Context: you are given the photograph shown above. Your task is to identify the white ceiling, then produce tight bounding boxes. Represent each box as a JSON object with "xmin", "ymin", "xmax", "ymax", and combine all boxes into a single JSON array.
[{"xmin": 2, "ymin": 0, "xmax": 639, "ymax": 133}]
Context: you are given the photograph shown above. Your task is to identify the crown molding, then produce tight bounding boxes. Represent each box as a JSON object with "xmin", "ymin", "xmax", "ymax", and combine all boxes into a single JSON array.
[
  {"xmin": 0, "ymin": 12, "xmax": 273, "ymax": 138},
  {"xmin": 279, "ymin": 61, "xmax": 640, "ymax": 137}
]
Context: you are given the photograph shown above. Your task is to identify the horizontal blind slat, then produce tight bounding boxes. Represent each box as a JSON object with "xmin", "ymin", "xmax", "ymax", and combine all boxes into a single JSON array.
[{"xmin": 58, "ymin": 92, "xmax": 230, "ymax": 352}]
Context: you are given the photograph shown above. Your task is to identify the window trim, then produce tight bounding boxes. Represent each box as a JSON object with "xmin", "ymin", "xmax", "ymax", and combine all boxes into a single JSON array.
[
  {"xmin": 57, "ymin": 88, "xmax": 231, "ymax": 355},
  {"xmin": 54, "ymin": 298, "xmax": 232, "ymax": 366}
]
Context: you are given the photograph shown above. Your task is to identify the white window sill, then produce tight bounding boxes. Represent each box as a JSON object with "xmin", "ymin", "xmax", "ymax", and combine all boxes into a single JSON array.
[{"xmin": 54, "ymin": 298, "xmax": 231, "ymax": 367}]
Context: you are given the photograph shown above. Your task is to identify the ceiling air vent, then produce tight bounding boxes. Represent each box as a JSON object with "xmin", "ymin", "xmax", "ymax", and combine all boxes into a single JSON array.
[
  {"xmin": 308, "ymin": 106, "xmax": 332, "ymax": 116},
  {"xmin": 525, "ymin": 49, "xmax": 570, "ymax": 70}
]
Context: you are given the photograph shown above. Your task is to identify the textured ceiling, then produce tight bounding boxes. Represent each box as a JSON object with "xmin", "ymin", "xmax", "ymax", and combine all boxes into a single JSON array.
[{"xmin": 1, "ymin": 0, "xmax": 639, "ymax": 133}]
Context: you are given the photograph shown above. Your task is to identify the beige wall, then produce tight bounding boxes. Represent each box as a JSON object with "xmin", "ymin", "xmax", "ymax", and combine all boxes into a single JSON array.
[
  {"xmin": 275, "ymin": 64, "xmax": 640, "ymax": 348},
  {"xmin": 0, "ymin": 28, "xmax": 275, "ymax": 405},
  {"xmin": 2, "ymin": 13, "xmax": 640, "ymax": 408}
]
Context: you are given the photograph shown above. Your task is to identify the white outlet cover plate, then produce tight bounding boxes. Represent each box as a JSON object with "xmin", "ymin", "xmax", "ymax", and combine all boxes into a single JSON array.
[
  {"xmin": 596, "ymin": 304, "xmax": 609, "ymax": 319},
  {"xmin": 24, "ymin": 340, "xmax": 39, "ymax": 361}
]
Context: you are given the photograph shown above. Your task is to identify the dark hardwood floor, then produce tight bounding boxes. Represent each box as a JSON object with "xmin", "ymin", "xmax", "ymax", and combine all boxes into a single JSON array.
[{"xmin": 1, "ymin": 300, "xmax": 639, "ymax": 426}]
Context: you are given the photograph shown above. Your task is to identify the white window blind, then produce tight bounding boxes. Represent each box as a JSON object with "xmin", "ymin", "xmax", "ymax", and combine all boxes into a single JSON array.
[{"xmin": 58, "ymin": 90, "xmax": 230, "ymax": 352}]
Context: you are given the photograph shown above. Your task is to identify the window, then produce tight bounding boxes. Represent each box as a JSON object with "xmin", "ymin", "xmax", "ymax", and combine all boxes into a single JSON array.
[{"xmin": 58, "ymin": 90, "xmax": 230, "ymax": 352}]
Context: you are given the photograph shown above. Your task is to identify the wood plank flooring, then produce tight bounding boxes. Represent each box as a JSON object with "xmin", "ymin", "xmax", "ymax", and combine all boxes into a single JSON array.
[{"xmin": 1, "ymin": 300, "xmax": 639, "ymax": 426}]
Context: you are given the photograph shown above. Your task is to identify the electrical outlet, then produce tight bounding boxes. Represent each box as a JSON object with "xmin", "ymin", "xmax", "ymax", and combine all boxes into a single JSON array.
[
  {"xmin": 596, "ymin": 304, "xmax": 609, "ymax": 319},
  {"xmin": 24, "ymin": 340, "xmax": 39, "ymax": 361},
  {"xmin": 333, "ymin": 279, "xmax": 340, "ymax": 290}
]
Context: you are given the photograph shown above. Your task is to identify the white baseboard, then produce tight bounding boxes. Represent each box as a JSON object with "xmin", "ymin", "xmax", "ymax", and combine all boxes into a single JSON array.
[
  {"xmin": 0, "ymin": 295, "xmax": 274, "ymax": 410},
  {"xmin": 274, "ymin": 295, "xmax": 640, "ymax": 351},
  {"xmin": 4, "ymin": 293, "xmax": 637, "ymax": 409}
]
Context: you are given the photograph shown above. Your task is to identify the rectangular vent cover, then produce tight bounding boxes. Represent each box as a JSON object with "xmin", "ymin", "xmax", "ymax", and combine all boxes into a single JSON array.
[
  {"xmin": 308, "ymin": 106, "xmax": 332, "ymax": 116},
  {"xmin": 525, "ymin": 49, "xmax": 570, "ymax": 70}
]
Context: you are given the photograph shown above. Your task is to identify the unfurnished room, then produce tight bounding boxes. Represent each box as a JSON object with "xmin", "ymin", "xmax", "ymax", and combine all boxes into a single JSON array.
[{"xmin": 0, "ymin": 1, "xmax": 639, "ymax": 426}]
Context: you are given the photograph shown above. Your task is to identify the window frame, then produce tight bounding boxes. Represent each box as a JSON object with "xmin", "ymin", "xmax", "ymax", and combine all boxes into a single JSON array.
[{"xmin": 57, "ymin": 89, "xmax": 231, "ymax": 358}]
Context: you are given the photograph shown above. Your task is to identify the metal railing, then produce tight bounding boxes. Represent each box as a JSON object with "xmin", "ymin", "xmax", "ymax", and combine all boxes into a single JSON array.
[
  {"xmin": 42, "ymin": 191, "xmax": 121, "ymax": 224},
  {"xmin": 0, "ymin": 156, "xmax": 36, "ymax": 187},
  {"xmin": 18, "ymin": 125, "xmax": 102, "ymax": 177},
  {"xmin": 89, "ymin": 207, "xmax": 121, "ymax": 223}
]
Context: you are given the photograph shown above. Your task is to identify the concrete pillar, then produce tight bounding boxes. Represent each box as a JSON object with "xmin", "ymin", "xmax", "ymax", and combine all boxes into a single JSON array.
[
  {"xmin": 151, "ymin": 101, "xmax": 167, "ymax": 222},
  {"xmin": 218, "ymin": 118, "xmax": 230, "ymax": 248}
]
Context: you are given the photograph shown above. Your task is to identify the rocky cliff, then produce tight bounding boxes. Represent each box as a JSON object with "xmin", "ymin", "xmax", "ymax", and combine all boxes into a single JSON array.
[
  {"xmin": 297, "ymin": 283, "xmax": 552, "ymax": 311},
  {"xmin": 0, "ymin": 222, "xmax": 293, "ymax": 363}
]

◇ ◇ ◇ ◇ ◇

Task prompt >> Print the listing in full, exactly as given.

Reply >>
Context: you are given the photograph shown above. Your task is to identify the white ceiling, then produce tight bounding boxes. Represent each box as a JSON object with "xmin", "ymin", "xmax", "ymax", and combine all boxes into a single JSON array.
[{"xmin": 2, "ymin": 0, "xmax": 639, "ymax": 133}]
Context: you are given the photograph shown above. Your task is to identify the crown molding, then produce tight bounding boxes. Represent each box as a JSON object with "xmin", "ymin", "xmax", "ymax", and combine all boxes into a single JSON array.
[
  {"xmin": 0, "ymin": 12, "xmax": 273, "ymax": 138},
  {"xmin": 279, "ymin": 61, "xmax": 640, "ymax": 137}
]
Context: you are given the photograph shown above. Your task is to identify the horizontal blind slat, then produce tight bounding boxes. Represent each box as a JSON object with "xmin", "ymin", "xmax", "ymax", and combine all boxes into a single JSON array.
[{"xmin": 58, "ymin": 92, "xmax": 230, "ymax": 352}]
Context: you are given the photograph shown above. Your task is to identify the window trim, then produce tight bounding boxes. Represent each box as a JSON object with "xmin", "ymin", "xmax", "ymax", and combine all boxes into a single JSON array.
[
  {"xmin": 57, "ymin": 88, "xmax": 231, "ymax": 355},
  {"xmin": 54, "ymin": 298, "xmax": 232, "ymax": 366}
]
Context: you are given the photograph shown above. Your task is to identify the white window sill, then produce tight bounding boxes. Represent each box as a JSON object with "xmin", "ymin", "xmax", "ymax", and combine all boxes into a single JSON array.
[{"xmin": 54, "ymin": 298, "xmax": 231, "ymax": 367}]
Context: you are given the photograph shown above. Your task is to identify the ceiling air vent, then produce tight bounding boxes. Represent each box as a JSON object with "xmin", "ymin", "xmax", "ymax", and combine all boxes into a single JSON array.
[
  {"xmin": 308, "ymin": 106, "xmax": 332, "ymax": 116},
  {"xmin": 525, "ymin": 49, "xmax": 570, "ymax": 70}
]
Context: you are given the photograph shown above. Your task is to identify the textured ceiling, then produce tight bounding boxes. Represent each box as a JSON object with "xmin", "ymin", "xmax", "ymax", and combine all boxes into a single JSON array.
[{"xmin": 1, "ymin": 0, "xmax": 639, "ymax": 133}]
Context: you are given the photograph shown above. Your task is to identify the beige wall, then produce tight bounding boxes. Represent each box as a JSON object with "xmin", "ymin", "xmax", "ymax", and combine all boxes into a single JSON array.
[
  {"xmin": 275, "ymin": 64, "xmax": 640, "ymax": 348},
  {"xmin": 0, "ymin": 28, "xmax": 275, "ymax": 405},
  {"xmin": 2, "ymin": 13, "xmax": 640, "ymax": 408}
]
Context: you are given the photograph shown above. Your task is to identify the white outlet cover plate, then produce tight bounding boxes. Represent each box as a JSON object with "xmin", "ymin", "xmax", "ymax", and combine all boxes into a single JSON array.
[
  {"xmin": 596, "ymin": 304, "xmax": 609, "ymax": 319},
  {"xmin": 24, "ymin": 340, "xmax": 39, "ymax": 361}
]
Context: you are given the photograph shown above. Your task is to identify the dark hardwood floor, then produce tight bounding boxes. Represent each box as a JSON object with "xmin", "ymin", "xmax", "ymax", and combine all boxes into a single JSON array.
[{"xmin": 1, "ymin": 300, "xmax": 639, "ymax": 426}]
Context: you are given the photograph shown above. Your task is to identify the white window blind, then produce tight bounding boxes. Represent each box as a JSON object with "xmin", "ymin", "xmax", "ymax", and combine all boxes into a single JSON array.
[{"xmin": 58, "ymin": 90, "xmax": 230, "ymax": 352}]
Context: you are given the photograph shown above. Your task is to identify the window, then produce tight bounding boxes. Represent each box as a JSON object with "xmin", "ymin", "xmax", "ymax", and combine all boxes into a single JSON array.
[{"xmin": 58, "ymin": 90, "xmax": 230, "ymax": 352}]
Context: you are given the photograph shown above. Your task is to identify the wood plank flooring, then produce tight bounding boxes. Represent each box as a JSON object with "xmin", "ymin", "xmax", "ymax", and combine all boxes into a single JSON array.
[{"xmin": 1, "ymin": 300, "xmax": 639, "ymax": 426}]
Context: you are given the photograph shown above. Your task is to identify the electrical outlet, then produce tight bounding boxes. Represent each box as a JSON object with "xmin", "ymin", "xmax", "ymax", and combine all boxes into a single JSON array.
[
  {"xmin": 596, "ymin": 304, "xmax": 609, "ymax": 319},
  {"xmin": 24, "ymin": 340, "xmax": 39, "ymax": 361},
  {"xmin": 333, "ymin": 279, "xmax": 340, "ymax": 290}
]
Context: you are given the photograph shown above. Your task is to identify the white baseboard, then produce tight bounding boxes. Represent each box as a JSON object with "xmin", "ymin", "xmax", "ymax", and combine all boxes into a single JSON array.
[
  {"xmin": 0, "ymin": 295, "xmax": 274, "ymax": 410},
  {"xmin": 274, "ymin": 295, "xmax": 640, "ymax": 351},
  {"xmin": 4, "ymin": 293, "xmax": 637, "ymax": 409}
]
Context: you are given the photograph shown above. Your task is to identify the rectangular vent cover, then produce tight bounding boxes. Represent each box as a JSON object with "xmin", "ymin", "xmax", "ymax", and combine all boxes into a single JSON array.
[
  {"xmin": 308, "ymin": 106, "xmax": 332, "ymax": 116},
  {"xmin": 525, "ymin": 49, "xmax": 570, "ymax": 70}
]
Context: you are given the photograph shown above. Your task is to identify the unfurnished room, then produce tight bounding boxes. Represent each box as a JSON object with "xmin", "ymin", "xmax", "ymax", and combine all boxes into a single JSON array.
[{"xmin": 0, "ymin": 1, "xmax": 639, "ymax": 426}]
Context: you are given the photograph shown above. Your task is to identify the window frame, then produce tight bounding boxes. Represent each box as a JSON object with "xmin", "ymin", "xmax", "ymax", and combine all boxes into a single JSON array.
[{"xmin": 57, "ymin": 89, "xmax": 231, "ymax": 358}]
Context: you are given the photograph shown above. Your task is to identify the metal railing, then produce tight bounding boxes. Represent each box as a JSON object with "xmin", "ymin", "xmax", "ymax", and combine all boxes into a single JSON array.
[
  {"xmin": 42, "ymin": 191, "xmax": 121, "ymax": 224},
  {"xmin": 0, "ymin": 156, "xmax": 36, "ymax": 187},
  {"xmin": 18, "ymin": 125, "xmax": 102, "ymax": 177},
  {"xmin": 89, "ymin": 207, "xmax": 121, "ymax": 223}
]
Context: you are given the photograph shown above. Your task is to identify the concrete pillar, then produce tight bounding boxes. Represent each box as a JSON object with "xmin", "ymin", "xmax", "ymax", and combine all boxes into a single JSON array.
[
  {"xmin": 151, "ymin": 101, "xmax": 167, "ymax": 222},
  {"xmin": 218, "ymin": 118, "xmax": 230, "ymax": 248}
]
Context: you are given the photograph shown above. Your task is to identify the rocky cliff, then produce tight bounding boxes. Represent each box as a JSON object with "xmin", "ymin", "xmax", "ymax", and combine all boxes into a single JSON array.
[
  {"xmin": 297, "ymin": 283, "xmax": 552, "ymax": 311},
  {"xmin": 0, "ymin": 222, "xmax": 293, "ymax": 363}
]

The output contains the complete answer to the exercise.